Ich verstehe kein Wort und begreife erst, nachdem Bernadette unter Gejohle aus der Küche – ihrem Arbeitsplatz – unter das Dach des Refektoriums begleitet wird. Heute ist ihr achtzehnter Geburtstag. Und nichts ist von leisen, ängstlich genierten Kinderstimmchen zu hören, wie das in Deutschland oft der Fall ist. Im Chor schmettern alle zusammen eine Strophe des Geburtstagsliedes nach der anderen heraus.

Es folgt die Übergabe der Geschenke bestehend aus
1 selbstgemachten Holzfigur,
1 parfümierten Plastikblume
und, den Lautstärkepegel noch einmal in nie da gewesene Höhe treibend, –
1 hellblaue Spitzen-Unterhose!! (Wahnsinn!)

Dieses (brisante!!) Geschenk haben sich die Großen ausgedacht, die jetzt zu sechst Bernadette im Arm halten und sich wild gestikulierend, das schöne Stück immer wieder hochwerfend vor Lachen gar nicht mehr halten können. Das Gespräch läuft zwar auf Moree, aber man kann sich denken, um was es geht.

--- --- ---

GESTELLTE AUFGABE A: Extrahieren Sie aus dem Auszug wortgetreu den Abschnitt von „Es folgt die“ bis einschließlich „hellblaue Spitzen-Unterhose!! (Wahnsinn!)“.
GESTELLTE AUFGABE B: Fassen Sie den Auszug in zwei Sätzen zusammen.
GESTELLTE AUFGABE C: Welchen Geburtstag feiert Bernadette laut dem Auszug?

Bounding-Box-Datensätze
--- --- ---

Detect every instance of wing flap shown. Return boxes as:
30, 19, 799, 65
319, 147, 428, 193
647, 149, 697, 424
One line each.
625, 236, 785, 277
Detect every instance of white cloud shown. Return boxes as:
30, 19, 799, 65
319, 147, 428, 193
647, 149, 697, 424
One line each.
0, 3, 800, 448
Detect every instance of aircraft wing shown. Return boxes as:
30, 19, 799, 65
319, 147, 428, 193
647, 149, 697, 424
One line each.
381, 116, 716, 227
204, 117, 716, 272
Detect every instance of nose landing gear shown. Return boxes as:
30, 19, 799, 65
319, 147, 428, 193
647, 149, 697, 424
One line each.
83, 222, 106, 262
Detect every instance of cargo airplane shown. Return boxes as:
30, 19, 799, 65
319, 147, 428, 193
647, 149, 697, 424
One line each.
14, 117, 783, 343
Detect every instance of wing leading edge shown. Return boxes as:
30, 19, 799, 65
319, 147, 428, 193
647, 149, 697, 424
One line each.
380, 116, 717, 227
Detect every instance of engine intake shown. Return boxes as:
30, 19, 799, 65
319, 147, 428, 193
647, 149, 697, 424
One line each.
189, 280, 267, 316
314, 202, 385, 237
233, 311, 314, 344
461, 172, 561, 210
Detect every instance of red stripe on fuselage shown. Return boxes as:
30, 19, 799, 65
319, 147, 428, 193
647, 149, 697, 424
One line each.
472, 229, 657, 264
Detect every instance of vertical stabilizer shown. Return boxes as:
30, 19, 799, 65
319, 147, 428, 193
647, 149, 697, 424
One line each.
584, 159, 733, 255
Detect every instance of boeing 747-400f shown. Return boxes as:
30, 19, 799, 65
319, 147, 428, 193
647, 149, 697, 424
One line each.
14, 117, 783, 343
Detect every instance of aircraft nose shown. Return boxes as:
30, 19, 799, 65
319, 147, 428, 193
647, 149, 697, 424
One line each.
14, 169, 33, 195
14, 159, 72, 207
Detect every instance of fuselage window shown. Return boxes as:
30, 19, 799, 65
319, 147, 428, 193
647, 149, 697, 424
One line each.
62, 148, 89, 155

--- --- ---

VOLLSTÄNDIGE AUSGABE A:
Es folgt die Übergabe der Geschenke bestehend aus
1 selbstgemachten Holzfigur,
1 parfümierten Plastikblume
und, den Lautstärkepegel noch einmal in nie da gewesene Höhe treibend, –
1 hellblaue Spitzen-Unterhose!! (Wahnsinn!)

VOLLSTÄNDIGE AUSGABE B: Bernadette, die in der Küche arbeitet, wird an ihrem achtzehnten Geburtstag unter Gejohle ins Refektorium begleitet, wo alle im Chor lautstark das Geburtstagslied singen. Sie erhält eine selbstgemachte Holzfigur, eine parfümierte Plastikblume und eine hellblaue Spitzen-Unterhose, die sich die Großen ausgedacht haben und über die diese sich vor Lachen nicht mehr halten können.

VOLLSTÄNDIGE AUSGABE C: Ihren achtzehnten Geburtstag.